WHAT YOU ARE ASKED TO DO: Will you give the material below again, every line exactly as it is?

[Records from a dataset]
>> Start

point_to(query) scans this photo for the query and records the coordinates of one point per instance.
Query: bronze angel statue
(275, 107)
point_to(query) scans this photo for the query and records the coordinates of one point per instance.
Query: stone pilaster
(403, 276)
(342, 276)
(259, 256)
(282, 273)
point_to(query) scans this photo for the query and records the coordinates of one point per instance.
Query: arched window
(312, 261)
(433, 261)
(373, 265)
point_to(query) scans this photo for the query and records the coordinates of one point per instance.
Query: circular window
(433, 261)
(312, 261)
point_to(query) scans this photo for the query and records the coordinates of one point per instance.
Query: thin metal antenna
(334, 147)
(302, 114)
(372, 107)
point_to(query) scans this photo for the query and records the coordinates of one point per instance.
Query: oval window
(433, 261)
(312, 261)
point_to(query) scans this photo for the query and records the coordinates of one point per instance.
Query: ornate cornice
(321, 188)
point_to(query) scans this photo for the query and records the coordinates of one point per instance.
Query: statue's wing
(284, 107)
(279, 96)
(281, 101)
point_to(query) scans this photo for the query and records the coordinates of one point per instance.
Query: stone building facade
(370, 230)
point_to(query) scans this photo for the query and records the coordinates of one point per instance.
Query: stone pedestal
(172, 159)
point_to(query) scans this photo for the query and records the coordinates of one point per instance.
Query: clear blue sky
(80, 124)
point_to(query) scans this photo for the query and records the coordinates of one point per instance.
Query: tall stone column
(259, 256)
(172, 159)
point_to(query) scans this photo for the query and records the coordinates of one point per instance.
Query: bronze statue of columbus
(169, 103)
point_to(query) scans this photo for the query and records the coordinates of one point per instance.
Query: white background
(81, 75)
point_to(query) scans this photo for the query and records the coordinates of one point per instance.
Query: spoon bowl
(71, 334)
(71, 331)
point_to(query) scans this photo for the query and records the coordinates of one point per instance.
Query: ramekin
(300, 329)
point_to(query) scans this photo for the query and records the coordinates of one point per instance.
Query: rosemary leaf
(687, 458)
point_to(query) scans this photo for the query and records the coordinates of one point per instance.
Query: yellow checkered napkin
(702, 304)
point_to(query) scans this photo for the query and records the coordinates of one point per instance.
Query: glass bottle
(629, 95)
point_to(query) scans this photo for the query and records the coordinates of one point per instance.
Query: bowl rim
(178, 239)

>> End

ANSWER BELOW:
point_to(query) scans this photo for the query and records the coordinates of one point per instance.
Query: bronze angel statue
(275, 107)
point_to(query) scans this photo for the query and records the coordinates of one point per instance.
Query: stone pilaster
(403, 276)
(342, 276)
(259, 256)
(282, 273)
point_to(query) scans this photo for the query and records the coordinates of one point per instance.
Query: arched window
(312, 261)
(433, 261)
(373, 265)
point_to(query) scans this photo for the query and records the coordinates of one point per instance.
Query: circular window
(433, 261)
(312, 261)
point_to(query) scans this photo for the query and records the coordinates of one point per instance.
Query: thin metal antenna
(334, 147)
(302, 114)
(372, 107)
point_to(query) scans this photo for the query and records the coordinates of one point per instance.
Query: oval window
(433, 261)
(312, 261)
point_to(query) scans this photo for the query and records the coordinates of one point per instance.
Query: ornate cornice
(321, 188)
point_to(query) scans this photo for the query and records the coordinates of one point per instance.
Query: statue's wing
(284, 107)
(279, 96)
(281, 101)
point_to(query) scans this photo for the query and records the coordinates of one point per instance.
Query: stone building facade
(370, 230)
point_to(query) scans this photo for the query and records the coordinates of one point per instance.
Query: stone pedestal
(172, 159)
point_to(query) scans this photo for the query and records the coordinates of one point per instance.
Query: clear blue sky
(80, 124)
point_to(query) scans this photo for the query and records the coordinates of one point per instance.
Query: tall stone column
(259, 256)
(172, 159)
point_to(query) scans this photo for the query and records the coordinates of one point per instance.
Query: bronze statue of columbus
(169, 103)
point_to(query) scans this photo for the query and records the coordinates of one point per instance.
Query: white background
(81, 75)
point_to(query) scans this photo for the query and records the coordinates of one point per instance.
Query: spoon bowl
(71, 334)
(71, 331)
point_to(query) scans this photo for the query and records the coordinates of one point per instance.
Query: ramekin
(300, 329)
point_to(query) scans this photo for the query and records the coordinates of one point per instance.
Query: rosemary leaf
(687, 458)
point_to(query) scans this photo for the query and records the coordinates of one point per instance.
Query: yellow checkered napkin
(702, 304)
point_to(query) scans this photo for the query and records the coordinates of one point per instance.
Query: glass bottle
(629, 95)
point_to(query) scans this photo for the query and records the coordinates of one point per instance.
Query: bowl rim
(178, 239)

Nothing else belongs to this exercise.